# Directions
Write out every one of the lines below word for word, leaving out the pictures.

[Items for identifying locations]
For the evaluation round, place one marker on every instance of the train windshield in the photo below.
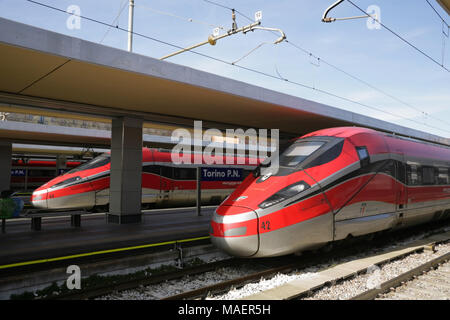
(298, 152)
(94, 163)
(302, 154)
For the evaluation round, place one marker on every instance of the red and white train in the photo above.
(163, 182)
(332, 184)
(31, 174)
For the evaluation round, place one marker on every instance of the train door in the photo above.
(401, 189)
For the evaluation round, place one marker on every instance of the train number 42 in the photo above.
(265, 225)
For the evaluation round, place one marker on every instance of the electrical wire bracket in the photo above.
(212, 39)
(334, 5)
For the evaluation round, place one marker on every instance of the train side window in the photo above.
(152, 169)
(363, 155)
(443, 176)
(389, 168)
(184, 173)
(167, 172)
(428, 176)
(41, 173)
(414, 175)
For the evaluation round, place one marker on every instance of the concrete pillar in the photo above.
(126, 168)
(5, 165)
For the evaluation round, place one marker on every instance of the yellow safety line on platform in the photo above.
(19, 264)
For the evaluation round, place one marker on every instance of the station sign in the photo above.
(221, 174)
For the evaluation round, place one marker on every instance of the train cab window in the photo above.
(184, 173)
(298, 152)
(443, 176)
(327, 156)
(428, 175)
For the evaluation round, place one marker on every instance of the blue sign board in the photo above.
(221, 174)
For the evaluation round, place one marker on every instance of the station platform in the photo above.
(57, 239)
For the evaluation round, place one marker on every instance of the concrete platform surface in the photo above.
(57, 237)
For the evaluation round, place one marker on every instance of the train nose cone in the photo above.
(235, 230)
(39, 199)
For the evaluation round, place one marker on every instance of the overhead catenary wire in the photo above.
(438, 14)
(310, 54)
(123, 5)
(179, 17)
(239, 66)
(403, 39)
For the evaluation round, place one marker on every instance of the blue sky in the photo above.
(375, 56)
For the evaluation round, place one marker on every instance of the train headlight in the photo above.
(67, 181)
(284, 194)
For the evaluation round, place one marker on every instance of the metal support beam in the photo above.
(5, 165)
(130, 25)
(199, 191)
(126, 170)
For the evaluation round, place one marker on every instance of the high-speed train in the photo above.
(333, 184)
(163, 182)
(31, 174)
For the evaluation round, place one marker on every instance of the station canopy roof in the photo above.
(44, 69)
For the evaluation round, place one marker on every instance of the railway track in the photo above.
(257, 269)
(284, 265)
(432, 284)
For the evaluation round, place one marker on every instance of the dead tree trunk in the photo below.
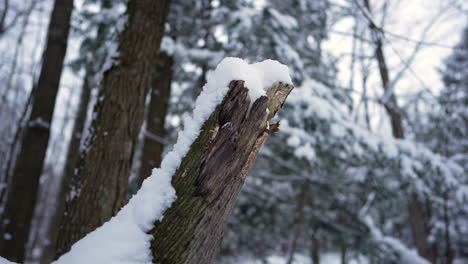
(418, 218)
(211, 175)
(21, 198)
(154, 133)
(99, 188)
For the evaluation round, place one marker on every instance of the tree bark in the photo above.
(21, 198)
(153, 145)
(99, 188)
(418, 219)
(211, 175)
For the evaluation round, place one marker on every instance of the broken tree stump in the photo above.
(210, 177)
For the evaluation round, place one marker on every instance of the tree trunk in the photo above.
(315, 250)
(418, 218)
(16, 218)
(155, 131)
(297, 223)
(53, 221)
(211, 175)
(98, 189)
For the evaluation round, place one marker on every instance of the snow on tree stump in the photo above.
(180, 212)
(212, 174)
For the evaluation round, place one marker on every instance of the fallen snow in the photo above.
(123, 239)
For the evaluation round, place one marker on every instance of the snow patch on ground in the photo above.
(123, 239)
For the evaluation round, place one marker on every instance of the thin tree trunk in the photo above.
(16, 220)
(99, 188)
(53, 221)
(418, 218)
(343, 254)
(211, 175)
(297, 224)
(315, 250)
(153, 145)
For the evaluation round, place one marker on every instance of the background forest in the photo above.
(370, 164)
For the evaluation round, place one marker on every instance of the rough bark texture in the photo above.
(154, 133)
(21, 199)
(211, 175)
(52, 221)
(98, 189)
(418, 218)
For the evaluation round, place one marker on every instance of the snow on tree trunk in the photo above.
(200, 179)
(211, 176)
(154, 133)
(99, 187)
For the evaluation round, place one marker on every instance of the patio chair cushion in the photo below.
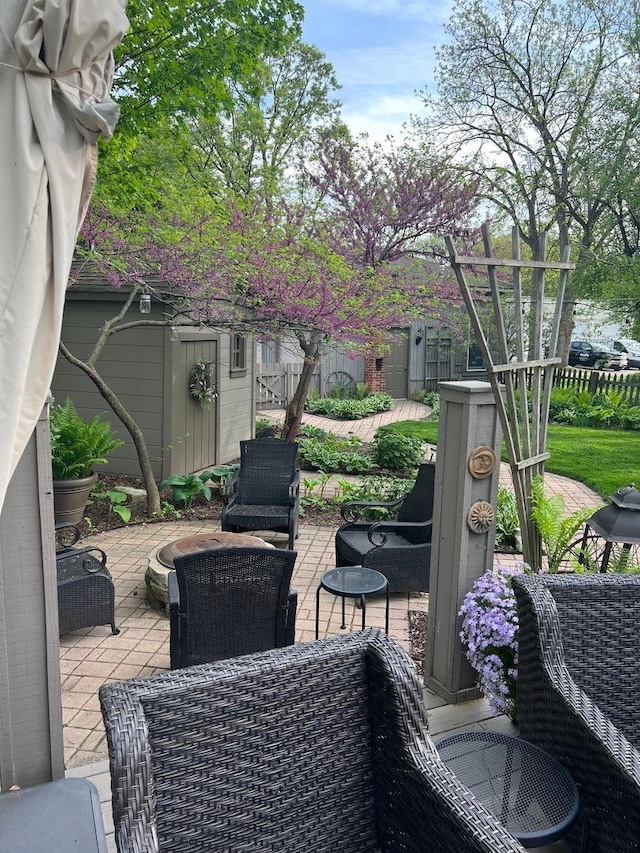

# Worked answer
For the evaluation round, place one marker on every instance of the train windshield in the photo below.
(298, 152)
(94, 163)
(302, 154)
For the evaluation round, place one marker on every instance of the red and white train in the photo above.
(163, 182)
(332, 184)
(31, 174)
For the evaluation round, place one marker on every instance of the train door in the photo above.
(401, 189)
For the evaluation round, place one marker on every instance of the train number 42 in the photo above.
(265, 225)
For the evaluation round, place one marker on every instance of the electrical wire bracket in the photo above.
(212, 39)
(334, 5)
For the evaluation round, place one marker on every instance of the train side window in the photo above.
(152, 169)
(363, 155)
(443, 176)
(389, 168)
(184, 173)
(167, 172)
(428, 176)
(41, 173)
(414, 175)
For the evaluation round, place one marker on every instance of the concrete pillar in the photo above.
(126, 168)
(5, 165)
For the evaluation round, place one marker on every instance of the yellow safety line on platform in the photo above.
(19, 264)
For the evaluation round, place one marker on every instance of the station sign in the photo above.
(221, 174)
For the evaluation round, place one marker on every instance of the train cab window in the photo above.
(184, 173)
(298, 152)
(443, 176)
(327, 156)
(428, 175)
For the evaluation round, place one marker on every instance of the blue sign board in the photo above.
(221, 174)
For the evaluation round, place one marker on every instance of the station platform in the photo above.
(57, 239)
For the evaluation round, place one marker on every instance of the concrete platform surface in the photo above.
(57, 237)
For the evaluation round, place one marker on every instance of the train nose cone in the photo above.
(235, 230)
(39, 199)
For the evaluation round, place one marker on every instance of the overhead catenary wire in the photo above.
(438, 14)
(310, 54)
(123, 5)
(179, 17)
(239, 66)
(403, 39)
For the evaluation round, place one marker on every instance of the blue sky in the photo above.
(375, 56)
For the evaluation round, place one marker on every instance of the train headlight in the photo above.
(67, 181)
(284, 194)
For the evaluation round, place one marker on every instance of the metal support beam in the photo above.
(5, 165)
(130, 25)
(199, 191)
(126, 170)
For the evaluation round, place one marker on every instance of the high-speed train in the photo above.
(333, 184)
(163, 182)
(31, 174)
For the evaluation round, place one marker on every instance of the station canopy roof in the photo above.
(44, 69)
For the evaluation round, place one marker on every instance of the railway track in the photo above.
(257, 269)
(284, 265)
(432, 284)
For the evaluation round, place one marker on every instance of the dead tree trunk in the photo below.
(418, 218)
(211, 175)
(21, 198)
(154, 133)
(99, 188)
For the evaluation round, place one marker on every instance of the tree bark in the photo above.
(21, 198)
(153, 145)
(99, 188)
(418, 219)
(211, 175)
For the evaluation round, place one marker on every instance of the broken tree stump in the photo above.
(210, 177)
For the evaluation round, place one marker on every instance of the tree trunk in the photo above.
(315, 250)
(418, 218)
(16, 218)
(155, 131)
(297, 223)
(53, 221)
(211, 175)
(98, 189)
For the evaluation round, place one marker on every instance of the snow on tree stump in the photo above.
(180, 212)
(212, 174)
For the evaluation round, place one marker on every instance of the fallen snow in the photo above.
(123, 239)
For the evaluation round, place one marker on every instance of the snow patch on ground in the photo above.
(123, 239)
For the evaluation round, place one marker on every instance of the thin tree trunk in the photo above.
(16, 220)
(99, 188)
(53, 221)
(418, 218)
(343, 254)
(211, 175)
(297, 224)
(315, 250)
(153, 145)
For the evaluation round, place one marker on every instance of the background forest in the photo above.
(370, 164)
For the evaluation round, place one marker on every instance of the rough bark texture in the photo above.
(154, 133)
(21, 199)
(211, 175)
(52, 221)
(98, 189)
(418, 218)
For the evaluation round, place one marker on every instance of the snow on tree trunk in the photo above.
(200, 179)
(211, 176)
(154, 133)
(99, 187)
For the evaluation round, place one marker on every instance of the patio chair cushion in the photo below.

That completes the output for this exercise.